--- LISTED RECORDS ---
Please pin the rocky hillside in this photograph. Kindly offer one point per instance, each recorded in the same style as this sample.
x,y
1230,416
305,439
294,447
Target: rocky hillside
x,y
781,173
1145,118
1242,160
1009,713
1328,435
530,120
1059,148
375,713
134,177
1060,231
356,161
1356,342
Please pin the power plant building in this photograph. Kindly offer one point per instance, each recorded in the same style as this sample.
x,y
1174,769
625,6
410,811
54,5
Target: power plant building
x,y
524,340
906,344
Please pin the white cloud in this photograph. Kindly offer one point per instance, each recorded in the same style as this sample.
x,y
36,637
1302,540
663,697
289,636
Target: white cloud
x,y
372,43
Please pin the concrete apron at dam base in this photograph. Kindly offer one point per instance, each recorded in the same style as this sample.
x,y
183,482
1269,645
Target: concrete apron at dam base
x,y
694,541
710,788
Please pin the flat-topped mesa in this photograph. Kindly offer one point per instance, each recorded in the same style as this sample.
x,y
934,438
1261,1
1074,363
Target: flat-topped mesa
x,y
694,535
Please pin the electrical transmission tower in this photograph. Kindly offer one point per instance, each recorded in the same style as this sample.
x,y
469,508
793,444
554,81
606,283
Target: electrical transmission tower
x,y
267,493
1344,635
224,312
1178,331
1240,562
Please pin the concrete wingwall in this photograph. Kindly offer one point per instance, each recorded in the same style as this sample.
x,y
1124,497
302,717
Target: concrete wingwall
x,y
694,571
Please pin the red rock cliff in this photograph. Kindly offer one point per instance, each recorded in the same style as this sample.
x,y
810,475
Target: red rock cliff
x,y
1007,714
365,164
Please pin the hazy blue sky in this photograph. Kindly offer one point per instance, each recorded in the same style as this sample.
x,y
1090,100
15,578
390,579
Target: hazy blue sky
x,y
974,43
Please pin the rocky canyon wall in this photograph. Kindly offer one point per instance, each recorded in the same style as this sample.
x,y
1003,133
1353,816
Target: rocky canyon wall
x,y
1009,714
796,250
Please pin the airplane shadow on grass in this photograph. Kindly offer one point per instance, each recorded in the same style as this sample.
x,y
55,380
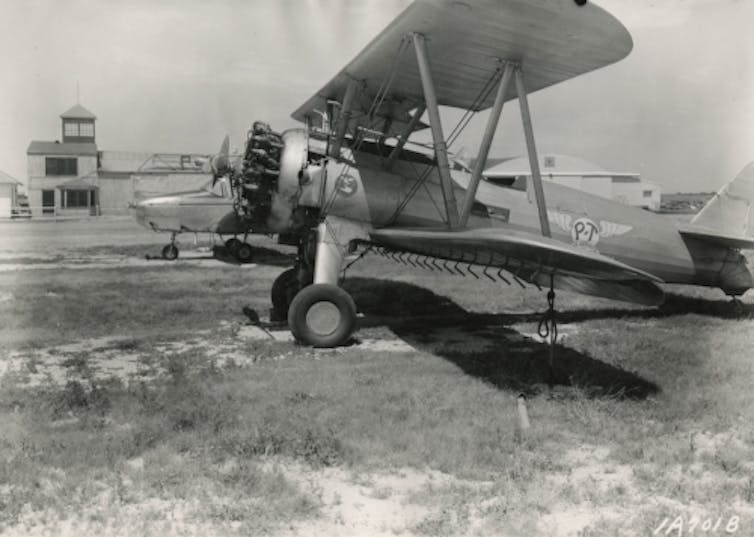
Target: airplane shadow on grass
x,y
261,255
484,346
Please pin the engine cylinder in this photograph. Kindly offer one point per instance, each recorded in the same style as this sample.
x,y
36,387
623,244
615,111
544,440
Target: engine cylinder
x,y
293,159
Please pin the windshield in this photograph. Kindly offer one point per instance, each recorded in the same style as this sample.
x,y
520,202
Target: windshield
x,y
220,188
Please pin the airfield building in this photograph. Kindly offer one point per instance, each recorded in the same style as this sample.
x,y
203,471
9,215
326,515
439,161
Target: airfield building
x,y
73,177
627,188
8,195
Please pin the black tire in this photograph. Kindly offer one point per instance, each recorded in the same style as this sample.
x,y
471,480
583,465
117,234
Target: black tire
x,y
244,253
232,246
170,252
284,288
322,315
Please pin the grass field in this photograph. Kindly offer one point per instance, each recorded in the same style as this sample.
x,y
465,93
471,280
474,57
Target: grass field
x,y
138,401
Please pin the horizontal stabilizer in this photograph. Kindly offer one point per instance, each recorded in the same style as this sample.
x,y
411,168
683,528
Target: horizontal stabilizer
x,y
711,236
532,258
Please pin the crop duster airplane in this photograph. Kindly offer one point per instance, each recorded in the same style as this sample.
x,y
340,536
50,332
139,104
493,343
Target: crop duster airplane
x,y
347,181
208,209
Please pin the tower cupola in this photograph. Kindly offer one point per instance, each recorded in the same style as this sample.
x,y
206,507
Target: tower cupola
x,y
78,125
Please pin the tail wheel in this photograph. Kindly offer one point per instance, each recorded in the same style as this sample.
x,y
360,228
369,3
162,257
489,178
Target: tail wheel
x,y
170,252
322,315
244,253
232,246
283,290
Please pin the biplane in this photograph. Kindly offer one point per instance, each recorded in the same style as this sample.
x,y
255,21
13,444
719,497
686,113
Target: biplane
x,y
350,180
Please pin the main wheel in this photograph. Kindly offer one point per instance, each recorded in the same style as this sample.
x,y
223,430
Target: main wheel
x,y
322,315
244,253
170,252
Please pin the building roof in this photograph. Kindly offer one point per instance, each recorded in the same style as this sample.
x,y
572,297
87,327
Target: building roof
x,y
6,179
77,112
78,183
37,147
551,164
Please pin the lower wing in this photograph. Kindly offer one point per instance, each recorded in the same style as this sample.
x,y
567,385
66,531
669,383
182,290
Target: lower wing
x,y
532,258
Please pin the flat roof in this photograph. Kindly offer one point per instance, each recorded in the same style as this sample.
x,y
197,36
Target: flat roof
x,y
77,112
6,179
37,147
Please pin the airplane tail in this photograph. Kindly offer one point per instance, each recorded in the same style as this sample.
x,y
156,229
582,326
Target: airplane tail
x,y
729,211
728,217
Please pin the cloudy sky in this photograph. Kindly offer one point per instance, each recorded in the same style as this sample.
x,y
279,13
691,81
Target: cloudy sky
x,y
177,75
---
* _REQUIREMENT_
Repeat the records in full, precisely, and keep the pictures out.

* _EXERCISE SOLUTION_
Please pin the rocky hillside in this photograph. Kindly offer one point per instance, each recorded in the same style as this sample.
x,y
1230,416
305,439
294,447
Target: rocky hillside
x,y
781,173
1145,118
1242,160
1009,713
1328,435
530,120
1059,148
375,713
134,177
1060,231
356,161
1356,342
Please pin the power plant building in this photograph. Kindly offer one point per instance, each recorded in the same style as this sample.
x,y
1174,769
625,6
410,811
54,5
Target: power plant building
x,y
524,340
906,344
Please pin the white cloud in this photograph. Kindly offer one point per instance, each recorded in the same style as this sample.
x,y
36,637
1302,540
663,697
289,636
Target: white cloud
x,y
372,43
Please pin the concrete apron at dam base in this photograph. Kindly offer one point per instance, each recorded in the same style as this sample.
x,y
183,482
1269,645
Target: concrete apron at dam base
x,y
694,541
710,788
Please pin the flat-topped mesa in this photograph. Kindly offer one point per instance, each recorded in the same style as this sample.
x,y
934,438
1261,1
1074,363
Target: flat-topped mesa
x,y
694,535
Please pin the electrical transmission tower in this photograph. Kindly offer one point per instance, each recorded in the same style as this sample.
x,y
469,508
793,444
554,81
606,283
Target: electrical transmission tower
x,y
267,493
1344,635
224,312
1178,331
1240,562
Please pin the concrete wingwall in this photograph. Kindly offer one point per instance, each recorded in the same style as this sample.
x,y
1124,497
302,717
Target: concrete wingwall
x,y
694,571
Please pin the red rock cliff in this photograph. Kindly offer one point per instance, each recorded in the same style as this sample.
x,y
810,475
Target: red rock cliff
x,y
1007,714
365,164
Please pin the hazy blue sky in this photograph. Kindly offer one point per instance, each recorded in the same style as this sample.
x,y
1090,100
15,578
390,579
Target: hazy blue sky
x,y
974,43
Please pin the rocky canyon wall in this photograph. Kindly offer one point per instance, each recorded in the same style as this sample.
x,y
1003,133
1353,816
Target: rocky canyon wall
x,y
1009,714
796,250
Please pin the airplane shadow on grass in this photograph. Kindly offer one point per instance, each recorded in the same style as this sample.
x,y
55,380
Target: airplane shadow on grass
x,y
261,255
484,346
Please pin the engine cylinder in this photograph. Kindly offer one point per instance, each recorded in the same style as this sample.
x,y
36,387
623,244
615,111
544,440
Target: engine cylinder
x,y
293,159
Please pin the windshield in this photograph. Kindly offer one point per instance, each recorded in the same style as this sample.
x,y
520,202
Target: windshield
x,y
220,188
Please pin the airfield building in this photograph. Kindly offer one point per instance, each recorded in the same style as this sample.
x,y
203,471
9,215
326,515
439,161
Target: airfield building
x,y
73,177
627,188
8,195
Please pin the black tire in this photograph. Kindly offer one point per instance, each recorded in the same style as this sample.
x,y
471,480
583,465
117,234
Target: black tire
x,y
244,253
232,246
170,252
284,288
322,315
Please pin the grass field in this photograph. Kindly offer one point per instance, each recorded in the same style as this sample.
x,y
465,93
471,280
474,57
Target: grass field
x,y
138,401
Please pin the horizontal stabilizer in this photograph. Kindly offer one point per instance, each recorded in the same style as this sample.
x,y
411,168
683,528
Target: horizontal stabilizer
x,y
711,236
532,258
Please pin the crop duster airplane in this photograph. Kindly offer one point per instance, each recorded in the same style as this sample.
x,y
340,536
50,332
139,104
493,343
Target: crop duster airplane
x,y
347,181
208,209
Please pin the tower cupola in this photograph. Kindly offer one point per instance, each recorded in the same style as this sample.
x,y
206,507
Target: tower cupola
x,y
78,125
Please pin the tail wheel in this photograph. Kindly offer one point per instance, each recorded in the same style as this sample.
x,y
360,228
369,3
162,257
489,178
Target: tail wheel
x,y
170,252
322,315
244,253
232,246
283,290
Please pin the biplane in this photograph. Kindly offer one point per instance, each recorded in the same style as this sample.
x,y
255,21
13,444
719,497
686,113
Target: biplane
x,y
350,180
Please pin the main wheel in this photograph. Kindly offer one point per instance, each recorded in the same style as this sample.
x,y
223,430
Target: main wheel
x,y
322,315
244,253
170,252
Please pin the building roof in this photograph. Kindly offer one point per instance, each recorded in the same style as this sample.
x,y
572,297
87,327
Target: building roof
x,y
6,179
77,112
78,183
37,147
551,164
Please pin the lower wing in this photograph. Kindly offer one point per instance, each recorded in the same style as this sample.
x,y
567,385
66,531
669,383
182,290
Target: lower wing
x,y
532,258
Please pin the flat roof in this photograph. Kindly offer one point per instance, each recorded in the same style as this sample.
x,y
197,36
Target: flat roof
x,y
77,112
6,179
37,147
Please pin the airplane tail in this photograph. Kindly offer one point per instance, each recorded in the same style as this sample.
x,y
156,229
582,326
Target: airplane tail
x,y
729,211
728,217
Please pin the cloudy sky in this photograph. Kindly offer one point per instance, each recorded in the same style as this sample.
x,y
279,13
691,81
Target: cloudy sky
x,y
177,75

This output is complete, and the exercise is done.